- **Texto propuesto**:

• • • • •

Hace un par de días hacía cola en un centro de salud para realizar una consulta. Ante mí, un señor mayor, bastante cascado, preguntaba a la persona que le atendía tras la ventanilla si podrían adelantarle la vacunación por motivos médicos. La respuesta que llegó del otro lado de la mampara separadora fue ágil y concisa: «Nada que hacer. Qué pase el siguiente».
Lo curioso de la situación no era la imposibilidad de acelerar la cita de este paciente (somos muchos y estas cosas pasan). Ni siquiera que la trabajadora (tal vez no era muy resolutiva) olvidase proponerle alguna solución para salir del paso, pese a que no debió ser fácil para el hombre llegar hasta ese centro, a la vista de su estado. Lo curioso es que en ningún momento esa persona despegó los ojos del ordenador. Ni cuando el paciente le explicaba sus tribulaciones, ni cuando le respondió instándole a que dejase paso al siguiente.
Una frase concisa, sin levantar la vista -«Nada que hacer. Que pase el siguiente»- bastó para invisibilizar a una persona que pedía ayuda.

• • • • •

- **Datos extraídos**:
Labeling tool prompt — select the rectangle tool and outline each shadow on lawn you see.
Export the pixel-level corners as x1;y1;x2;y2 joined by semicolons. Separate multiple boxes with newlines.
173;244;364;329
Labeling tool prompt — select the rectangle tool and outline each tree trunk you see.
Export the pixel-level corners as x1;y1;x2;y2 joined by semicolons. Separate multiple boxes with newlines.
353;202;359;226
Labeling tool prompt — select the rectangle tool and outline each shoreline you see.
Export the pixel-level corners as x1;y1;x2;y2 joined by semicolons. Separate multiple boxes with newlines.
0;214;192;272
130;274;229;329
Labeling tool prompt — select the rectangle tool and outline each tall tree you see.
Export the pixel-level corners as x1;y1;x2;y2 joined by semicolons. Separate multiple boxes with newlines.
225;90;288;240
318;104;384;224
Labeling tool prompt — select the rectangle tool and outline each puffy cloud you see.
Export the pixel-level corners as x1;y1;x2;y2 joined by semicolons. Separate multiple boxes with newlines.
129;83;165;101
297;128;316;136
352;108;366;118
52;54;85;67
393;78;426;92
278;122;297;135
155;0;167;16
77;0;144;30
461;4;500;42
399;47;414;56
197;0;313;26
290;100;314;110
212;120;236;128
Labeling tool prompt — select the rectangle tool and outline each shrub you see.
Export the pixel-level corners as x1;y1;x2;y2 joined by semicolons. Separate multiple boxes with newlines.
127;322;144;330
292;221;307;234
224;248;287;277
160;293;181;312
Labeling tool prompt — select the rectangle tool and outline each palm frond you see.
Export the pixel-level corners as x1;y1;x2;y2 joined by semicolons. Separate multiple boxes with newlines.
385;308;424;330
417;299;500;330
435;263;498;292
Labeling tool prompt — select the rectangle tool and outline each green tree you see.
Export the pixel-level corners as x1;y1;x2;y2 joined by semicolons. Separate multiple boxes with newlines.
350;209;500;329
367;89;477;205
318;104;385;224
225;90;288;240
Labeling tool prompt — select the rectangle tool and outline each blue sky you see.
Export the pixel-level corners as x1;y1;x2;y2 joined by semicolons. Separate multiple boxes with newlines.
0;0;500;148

• • • • •

- **Instrucciones de trabajo**:
**1.** Por favor, responde a estas preguntas sobre el texto del centro de salud y marca cada respuesta con su letra:
(a) ¿Qué pidió el señor mayor a la persona de la ventanilla?
(b) ¿De qué no despegó los ojos la trabajadora en ningún momento?
(c) Según el último párrafo, ¿qué bastó para invisibilizar a una persona que pedía ayuda?
**2.** Prolonga el texto del centro de salud a partir de su última frase.

- **Respuestas numeradas**:
**1.**
(a) Que le adelantaran la vacunación por motivos médicos.
(b) Del ordenador.
(c) Una frase concisa, dicha sin levantar la vista.

**2.**
Un par de clics en el móvil me permitieron identificar, sobre la marcha, al menos dos centros en la Comunidad donde ese buen hombre podría vacunarse ese mismo día, si lo desease. Y la trabajadora tenía muchas más razones que yo para conocer ese dato y comunicárselo. No lo hizo. Y probablemente no haya vuelto a pensar en esa nadería.
A lo largo del día los seres humanos nos intercambiamos un número apabullante de miradas despreciativas. Aunque en número muy inferior, también intercambiamos miradas apreciativas y de aprobación. Ambos tipos de miradas -apreciativas o despreciativas- conceden atención a nuestros congéneres, aunque sea con ánimo de juzgar. Pero cuando ni siquiera mereces el reconocimiento de una mirada, te desvaneces y pierdes tu naturaleza humana. Y si no, que se lo pregunten a tantos hombres, mujeres y niños que no existen para nadie.